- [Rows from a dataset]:
= = =

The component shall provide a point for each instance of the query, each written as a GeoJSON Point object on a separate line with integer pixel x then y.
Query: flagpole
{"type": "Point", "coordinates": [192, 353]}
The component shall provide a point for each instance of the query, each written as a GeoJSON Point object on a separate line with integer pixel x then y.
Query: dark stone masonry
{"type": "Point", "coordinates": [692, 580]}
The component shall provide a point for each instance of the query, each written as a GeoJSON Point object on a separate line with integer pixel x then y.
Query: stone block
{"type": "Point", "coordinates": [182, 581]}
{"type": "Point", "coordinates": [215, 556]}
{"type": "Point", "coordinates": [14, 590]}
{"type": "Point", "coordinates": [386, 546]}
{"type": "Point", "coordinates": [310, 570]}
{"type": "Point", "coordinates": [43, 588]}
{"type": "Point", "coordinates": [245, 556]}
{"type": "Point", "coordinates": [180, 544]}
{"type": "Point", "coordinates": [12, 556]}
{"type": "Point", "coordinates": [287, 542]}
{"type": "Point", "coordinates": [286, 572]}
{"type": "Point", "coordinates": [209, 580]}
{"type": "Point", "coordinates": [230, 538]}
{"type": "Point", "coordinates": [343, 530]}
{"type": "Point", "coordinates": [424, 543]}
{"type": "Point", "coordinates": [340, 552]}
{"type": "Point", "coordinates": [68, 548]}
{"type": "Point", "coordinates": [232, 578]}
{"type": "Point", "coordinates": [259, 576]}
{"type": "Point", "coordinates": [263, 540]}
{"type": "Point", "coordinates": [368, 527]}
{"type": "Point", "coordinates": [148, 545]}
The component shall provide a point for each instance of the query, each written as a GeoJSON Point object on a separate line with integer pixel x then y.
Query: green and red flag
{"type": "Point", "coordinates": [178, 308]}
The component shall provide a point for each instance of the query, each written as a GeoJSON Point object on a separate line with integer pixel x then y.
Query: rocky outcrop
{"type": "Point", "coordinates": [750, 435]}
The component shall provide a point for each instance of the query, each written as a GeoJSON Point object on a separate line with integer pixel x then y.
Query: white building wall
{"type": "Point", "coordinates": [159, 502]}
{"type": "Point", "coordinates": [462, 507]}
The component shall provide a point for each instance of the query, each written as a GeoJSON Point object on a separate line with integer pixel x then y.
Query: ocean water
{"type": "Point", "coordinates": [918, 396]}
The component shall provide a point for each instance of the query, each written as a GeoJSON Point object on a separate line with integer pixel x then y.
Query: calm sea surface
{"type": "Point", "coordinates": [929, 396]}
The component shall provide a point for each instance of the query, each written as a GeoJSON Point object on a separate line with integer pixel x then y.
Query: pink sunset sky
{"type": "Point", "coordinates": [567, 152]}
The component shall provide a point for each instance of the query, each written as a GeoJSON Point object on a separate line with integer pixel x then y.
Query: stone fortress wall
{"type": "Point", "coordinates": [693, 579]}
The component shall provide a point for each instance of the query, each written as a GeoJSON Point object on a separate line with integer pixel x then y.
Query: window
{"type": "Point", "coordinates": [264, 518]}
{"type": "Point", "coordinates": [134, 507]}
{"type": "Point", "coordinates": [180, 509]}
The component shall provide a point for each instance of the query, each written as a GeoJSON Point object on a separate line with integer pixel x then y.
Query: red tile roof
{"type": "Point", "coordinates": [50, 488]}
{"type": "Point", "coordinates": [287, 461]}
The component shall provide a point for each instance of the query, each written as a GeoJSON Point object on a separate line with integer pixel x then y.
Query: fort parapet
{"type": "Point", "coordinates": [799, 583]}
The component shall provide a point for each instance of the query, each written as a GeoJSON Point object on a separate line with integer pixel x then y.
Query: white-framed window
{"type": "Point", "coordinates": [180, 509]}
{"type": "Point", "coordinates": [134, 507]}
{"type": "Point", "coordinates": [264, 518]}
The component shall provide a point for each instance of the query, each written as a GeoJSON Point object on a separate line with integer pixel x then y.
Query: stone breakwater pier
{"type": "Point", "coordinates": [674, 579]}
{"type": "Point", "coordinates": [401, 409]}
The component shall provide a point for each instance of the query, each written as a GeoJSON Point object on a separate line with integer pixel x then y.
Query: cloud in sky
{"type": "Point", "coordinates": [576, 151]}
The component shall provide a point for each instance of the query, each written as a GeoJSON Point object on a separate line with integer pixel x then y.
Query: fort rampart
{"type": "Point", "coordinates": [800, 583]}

= = =

- [Objective]:
Word for word, restate all of the data shown above.

- [Answer to the problem]:
The component shall provide a point for each instance of the query, each written as a GeoJSON Point object on a separate line with integer pixel x then y.
Query: flagpole
{"type": "Point", "coordinates": [192, 353]}
The component shall provide a point for each instance of the query, each written as a GeoJSON Point object on a separate line with integer pixel x then y.
Query: dark stone masonry
{"type": "Point", "coordinates": [692, 580]}
The component shall provide a point for each instance of the query, each written as a GeoJSON Point object on a separate line with integer pixel x then y.
Query: stone block
{"type": "Point", "coordinates": [182, 581]}
{"type": "Point", "coordinates": [215, 556]}
{"type": "Point", "coordinates": [14, 590]}
{"type": "Point", "coordinates": [386, 546]}
{"type": "Point", "coordinates": [310, 570]}
{"type": "Point", "coordinates": [43, 588]}
{"type": "Point", "coordinates": [245, 556]}
{"type": "Point", "coordinates": [180, 544]}
{"type": "Point", "coordinates": [12, 556]}
{"type": "Point", "coordinates": [287, 542]}
{"type": "Point", "coordinates": [286, 572]}
{"type": "Point", "coordinates": [209, 580]}
{"type": "Point", "coordinates": [230, 538]}
{"type": "Point", "coordinates": [343, 530]}
{"type": "Point", "coordinates": [424, 543]}
{"type": "Point", "coordinates": [340, 552]}
{"type": "Point", "coordinates": [68, 548]}
{"type": "Point", "coordinates": [232, 578]}
{"type": "Point", "coordinates": [259, 576]}
{"type": "Point", "coordinates": [263, 540]}
{"type": "Point", "coordinates": [368, 527]}
{"type": "Point", "coordinates": [148, 545]}
The component shall provide a point for each instance of the query, each written as a GeoJSON Point object on a separate line with integer pixel x then y.
Query: green and red flag
{"type": "Point", "coordinates": [178, 308]}
The component shall provide a point for each instance of the query, each written as a GeoJSON Point object on a separate line with integer pixel x then y.
Query: rocky outcrop
{"type": "Point", "coordinates": [750, 435]}
The component shall provide a point for each instance of the query, each written as a GeoJSON Point object on a separate line with integer pixel x then y.
Query: white building wall
{"type": "Point", "coordinates": [159, 502]}
{"type": "Point", "coordinates": [462, 507]}
The component shall provide a point for each instance of the query, each written as a GeoJSON Point object on a separate line with integer pixel x then y.
Query: ocean water
{"type": "Point", "coordinates": [918, 396]}
The component shall provide a point for each instance of the query, each written as a GeoJSON Point object on a separate line with integer pixel x then y.
Query: calm sea surface
{"type": "Point", "coordinates": [929, 396]}
The component shall provide a point for each instance of the query, each written as a GeoJSON Point object on a separate line with integer pixel x then y.
Query: pink sunset sky
{"type": "Point", "coordinates": [567, 152]}
The component shall provide a point for each instance of the query, each written as a GeoJSON Point object on a separate line with integer pixel x then y.
Query: stone fortress wall
{"type": "Point", "coordinates": [693, 579]}
The component shall provide a point for each instance of the query, each written as a GeoJSON Point object on a separate line with integer pixel x then y.
Query: window
{"type": "Point", "coordinates": [264, 518]}
{"type": "Point", "coordinates": [134, 507]}
{"type": "Point", "coordinates": [180, 509]}
The component shall provide a point for each instance of the query, each written as a GeoJSON Point object on a separate line with integer pixel x then y.
Query: red tile roof
{"type": "Point", "coordinates": [50, 488]}
{"type": "Point", "coordinates": [287, 461]}
The component shall provide a point for each instance of the query, each written as a GeoJSON Point object on a separate line with integer pixel x then y.
Query: fort parapet
{"type": "Point", "coordinates": [799, 583]}
The component shall provide a point for each instance of the query, each written as a GeoJSON Point object on a separate line with integer pixel x then y.
Query: white-framed window
{"type": "Point", "coordinates": [180, 509]}
{"type": "Point", "coordinates": [134, 507]}
{"type": "Point", "coordinates": [264, 518]}
The component shall provide a point for each instance of the query, each written as a GeoJSON Point object on a separate line with integer pixel x then y.
Query: stone breakwater pier
{"type": "Point", "coordinates": [674, 579]}
{"type": "Point", "coordinates": [401, 409]}
The component shall provide a point for each instance of the query, each written as a GeoJSON Point object on a separate line with integer pixel x then y.
Query: cloud in sky
{"type": "Point", "coordinates": [576, 151]}
The component shall provide a point for each instance of the query, each written as a GeoJSON Point object on a separate line with integer pixel x then y.
Query: fort rampart
{"type": "Point", "coordinates": [800, 583]}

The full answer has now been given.